Task objective: Word for word, repeat the entries, minus the pictures.

Excerpt from a dataset:
=-=-=

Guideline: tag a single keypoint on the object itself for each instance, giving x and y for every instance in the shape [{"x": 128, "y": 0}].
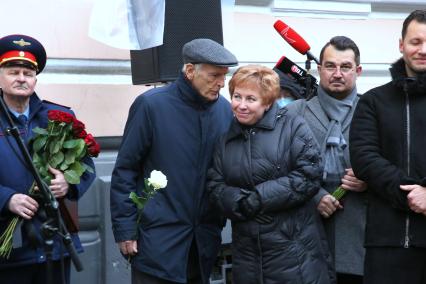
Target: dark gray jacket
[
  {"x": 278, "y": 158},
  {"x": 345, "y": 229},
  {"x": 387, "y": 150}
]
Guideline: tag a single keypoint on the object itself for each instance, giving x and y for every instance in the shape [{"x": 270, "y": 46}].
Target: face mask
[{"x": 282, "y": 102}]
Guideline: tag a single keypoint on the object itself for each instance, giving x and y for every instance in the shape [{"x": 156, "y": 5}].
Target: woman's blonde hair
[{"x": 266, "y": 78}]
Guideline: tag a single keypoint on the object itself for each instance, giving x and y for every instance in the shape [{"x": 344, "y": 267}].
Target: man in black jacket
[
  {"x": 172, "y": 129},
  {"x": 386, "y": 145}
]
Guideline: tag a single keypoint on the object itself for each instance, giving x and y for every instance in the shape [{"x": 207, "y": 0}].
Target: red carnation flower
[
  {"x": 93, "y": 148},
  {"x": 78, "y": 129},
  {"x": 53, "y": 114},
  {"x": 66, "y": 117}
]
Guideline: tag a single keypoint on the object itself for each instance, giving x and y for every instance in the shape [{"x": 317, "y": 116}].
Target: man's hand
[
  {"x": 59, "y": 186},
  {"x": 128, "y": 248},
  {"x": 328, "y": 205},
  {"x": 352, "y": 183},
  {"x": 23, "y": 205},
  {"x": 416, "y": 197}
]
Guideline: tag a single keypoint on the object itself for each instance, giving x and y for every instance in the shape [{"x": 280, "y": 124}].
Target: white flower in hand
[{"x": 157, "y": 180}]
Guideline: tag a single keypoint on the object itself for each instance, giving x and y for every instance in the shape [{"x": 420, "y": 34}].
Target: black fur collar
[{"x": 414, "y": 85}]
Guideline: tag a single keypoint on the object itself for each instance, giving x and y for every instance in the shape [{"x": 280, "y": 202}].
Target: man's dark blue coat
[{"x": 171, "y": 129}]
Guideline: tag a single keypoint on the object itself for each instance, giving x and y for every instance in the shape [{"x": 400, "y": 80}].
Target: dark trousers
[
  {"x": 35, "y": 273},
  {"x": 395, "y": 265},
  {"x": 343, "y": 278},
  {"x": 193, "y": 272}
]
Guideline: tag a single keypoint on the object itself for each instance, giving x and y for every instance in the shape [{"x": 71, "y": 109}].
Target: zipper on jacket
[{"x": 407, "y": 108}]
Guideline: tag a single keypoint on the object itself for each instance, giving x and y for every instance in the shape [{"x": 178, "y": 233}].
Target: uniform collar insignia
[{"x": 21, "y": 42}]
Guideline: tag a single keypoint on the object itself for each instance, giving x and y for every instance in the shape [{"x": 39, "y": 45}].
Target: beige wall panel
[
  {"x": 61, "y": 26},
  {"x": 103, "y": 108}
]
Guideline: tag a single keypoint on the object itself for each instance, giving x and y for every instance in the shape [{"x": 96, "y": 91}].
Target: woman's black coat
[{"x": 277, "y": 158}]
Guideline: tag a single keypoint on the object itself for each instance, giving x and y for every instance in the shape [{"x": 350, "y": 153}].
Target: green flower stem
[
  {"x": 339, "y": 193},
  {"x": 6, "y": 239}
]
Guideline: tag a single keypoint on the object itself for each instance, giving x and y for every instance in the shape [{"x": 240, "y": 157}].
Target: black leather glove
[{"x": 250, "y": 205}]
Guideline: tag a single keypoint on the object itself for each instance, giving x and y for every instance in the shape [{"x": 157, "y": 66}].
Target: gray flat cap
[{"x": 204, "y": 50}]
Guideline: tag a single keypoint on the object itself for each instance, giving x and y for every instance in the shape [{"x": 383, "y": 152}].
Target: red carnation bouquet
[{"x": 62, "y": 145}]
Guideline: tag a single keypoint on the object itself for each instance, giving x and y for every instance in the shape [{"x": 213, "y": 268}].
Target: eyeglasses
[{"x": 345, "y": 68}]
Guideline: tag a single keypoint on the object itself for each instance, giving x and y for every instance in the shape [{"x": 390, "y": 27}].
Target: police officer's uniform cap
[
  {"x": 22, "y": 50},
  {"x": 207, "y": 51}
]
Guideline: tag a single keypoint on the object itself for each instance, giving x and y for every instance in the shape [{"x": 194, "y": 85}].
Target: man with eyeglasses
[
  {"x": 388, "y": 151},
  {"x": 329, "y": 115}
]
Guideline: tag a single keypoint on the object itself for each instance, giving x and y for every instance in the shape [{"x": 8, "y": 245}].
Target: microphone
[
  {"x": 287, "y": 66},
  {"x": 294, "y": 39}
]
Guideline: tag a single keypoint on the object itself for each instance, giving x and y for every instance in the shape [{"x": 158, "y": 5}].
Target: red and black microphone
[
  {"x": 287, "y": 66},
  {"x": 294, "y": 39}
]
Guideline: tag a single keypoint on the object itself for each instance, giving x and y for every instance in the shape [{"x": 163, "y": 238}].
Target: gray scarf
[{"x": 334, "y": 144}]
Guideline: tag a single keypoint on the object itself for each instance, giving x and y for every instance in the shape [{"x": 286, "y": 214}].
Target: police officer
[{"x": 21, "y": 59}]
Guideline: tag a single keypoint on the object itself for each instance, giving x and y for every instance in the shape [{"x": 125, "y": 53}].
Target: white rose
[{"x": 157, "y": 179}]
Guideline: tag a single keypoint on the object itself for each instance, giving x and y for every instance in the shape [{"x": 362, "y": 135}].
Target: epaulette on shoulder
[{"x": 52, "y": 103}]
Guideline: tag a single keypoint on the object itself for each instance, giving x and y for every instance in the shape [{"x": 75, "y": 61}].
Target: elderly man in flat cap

=-=-=

Expected answer:
Guideline: tag a single keypoint on the object itself for each instance, giving x and y for every instance in the shape [{"x": 128, "y": 0}].
Target: dark gray jacket
[
  {"x": 278, "y": 158},
  {"x": 345, "y": 229},
  {"x": 387, "y": 150}
]
Guideline: tag a single keypoint on the object itself for each instance, giving x and y for every instance in the shape [{"x": 270, "y": 46}].
Target: face mask
[{"x": 282, "y": 102}]
Guideline: tag a single keypoint on the object itself for each instance, giving x and y for every instance in the shape [{"x": 156, "y": 5}].
Target: woman's blonde hair
[{"x": 266, "y": 78}]
Guideline: tag a single keypoint on the object itself for each instance, giving x and y for every instance in the shape [{"x": 344, "y": 267}].
Target: man in black jacket
[
  {"x": 172, "y": 129},
  {"x": 386, "y": 145}
]
Guideline: tag a single keypoint on the object itself for each instance, giving x and y for every instance in the shape [{"x": 207, "y": 0}].
Target: red carnation flower
[
  {"x": 93, "y": 148},
  {"x": 78, "y": 129},
  {"x": 53, "y": 114},
  {"x": 66, "y": 117}
]
Guideline: tag a single keypoint on the object itself for each instance, giving x and y for every instance in the shape [{"x": 317, "y": 116}].
Target: man's hand
[
  {"x": 59, "y": 186},
  {"x": 128, "y": 248},
  {"x": 328, "y": 205},
  {"x": 352, "y": 183},
  {"x": 23, "y": 205},
  {"x": 416, "y": 197}
]
Guideline: tag a single keypoint on the object itself for each instance, giving x and y for every instance in the shape [{"x": 280, "y": 124}].
Target: white flower in hand
[{"x": 157, "y": 180}]
Guideline: tag a single keypoint on the object itself for each instance, giving x and y for every instance in the shape [{"x": 420, "y": 34}].
Target: black fur collar
[{"x": 414, "y": 85}]
Guideline: tag a single keypoint on the object itself for each instance, giving x and y for every instance in the shape [{"x": 280, "y": 202}].
Target: man's dark blue coat
[{"x": 171, "y": 129}]
Guideline: tag a single keypoint on the object itself for each instance, giving x and y for every instance in the shape [{"x": 400, "y": 80}].
Target: dark trousers
[
  {"x": 35, "y": 273},
  {"x": 395, "y": 265},
  {"x": 343, "y": 278},
  {"x": 193, "y": 272}
]
Guideline: tag a single keypoint on the object itself for each instance, giving x and y for every instance in the shape [{"x": 71, "y": 109}].
Target: zipper on jacket
[{"x": 407, "y": 108}]
Guideline: tag a single keypoint on the object itself for each instance, giving x and y for every instance in the shape [{"x": 178, "y": 233}].
Target: uniform collar insignia
[{"x": 21, "y": 42}]
Guideline: tag a single keypoint on the object itself for each instance, giving x and y for every instance in the shape [{"x": 39, "y": 45}].
Target: beige wall panel
[
  {"x": 61, "y": 26},
  {"x": 103, "y": 108}
]
Guideline: tag a single keypoint on the object itself for each instance, giving x and y for every instance in the shape [{"x": 96, "y": 91}].
Target: woman's black coat
[{"x": 277, "y": 158}]
Guideline: tag a single keypoint on the object itself for each instance, giving x and y for every instance in the shape [{"x": 350, "y": 153}].
Target: green flower stem
[
  {"x": 339, "y": 193},
  {"x": 6, "y": 239}
]
Guideline: tag a single keypoint on the object itself for each instance, giving x and y for every instance in the shape [{"x": 240, "y": 157}].
Target: black leather glove
[{"x": 250, "y": 205}]
Guideline: tag a single keypoint on the object itself for each instance, giving x and y for every instance in the shape [{"x": 157, "y": 66}].
Target: gray flat cap
[{"x": 204, "y": 50}]
Guideline: tag a single keypoint on the object itself for each instance, giving x and y for every instance in the shape [{"x": 383, "y": 152}].
Target: red carnation bouquet
[{"x": 62, "y": 145}]
Guideline: tag a single keypoint on the object itself for each instance, giving x and y for every instance in the shape [{"x": 213, "y": 268}].
Target: eyeglasses
[{"x": 345, "y": 68}]
Guideline: tag a single keypoint on the object itself for each instance, giving x and y for every instance in the shape [{"x": 390, "y": 27}].
Target: police officer's uniform cap
[
  {"x": 22, "y": 50},
  {"x": 207, "y": 51}
]
Guideline: tag a single keypoint on the object itself for each instance, giving x and y for every instance in the shape [{"x": 194, "y": 85}].
Target: man with eyeglasses
[
  {"x": 388, "y": 151},
  {"x": 329, "y": 115}
]
Guideline: tag a single keypoint on the object itself for each instance, giving x and y for every instance in the shape [{"x": 8, "y": 245}].
Target: microphone
[
  {"x": 287, "y": 66},
  {"x": 294, "y": 39}
]
Guideline: tag a single keypoint on the object itself for each instance, giving x and y for every instance in the shape [{"x": 158, "y": 5}].
Target: red and black microphone
[
  {"x": 287, "y": 66},
  {"x": 294, "y": 39}
]
Guideline: tag a single keypoint on the object itself for each instance, giving x and y for every instance in the shape [{"x": 163, "y": 238}].
Target: gray scarf
[{"x": 334, "y": 144}]
Guideline: tag a single keypoint on the object itself for each instance, giving x and y for every instance in the shape [{"x": 286, "y": 214}].
Target: police officer
[{"x": 21, "y": 59}]
Guideline: tag a single keypoint on the object itself for each instance, giving x and y for every instance in the shape [{"x": 125, "y": 53}].
Target: white rose
[{"x": 157, "y": 179}]
Guideline: tag a single keypoint on the object itself for each instance, giving x and y for every instance in the shape [{"x": 362, "y": 135}].
Target: epaulette on shoulder
[{"x": 52, "y": 103}]
Guideline: tag a single keypoint on the object itself for each instance, giving x and y for every instance in the shape [{"x": 75, "y": 61}].
Target: elderly man in flat cap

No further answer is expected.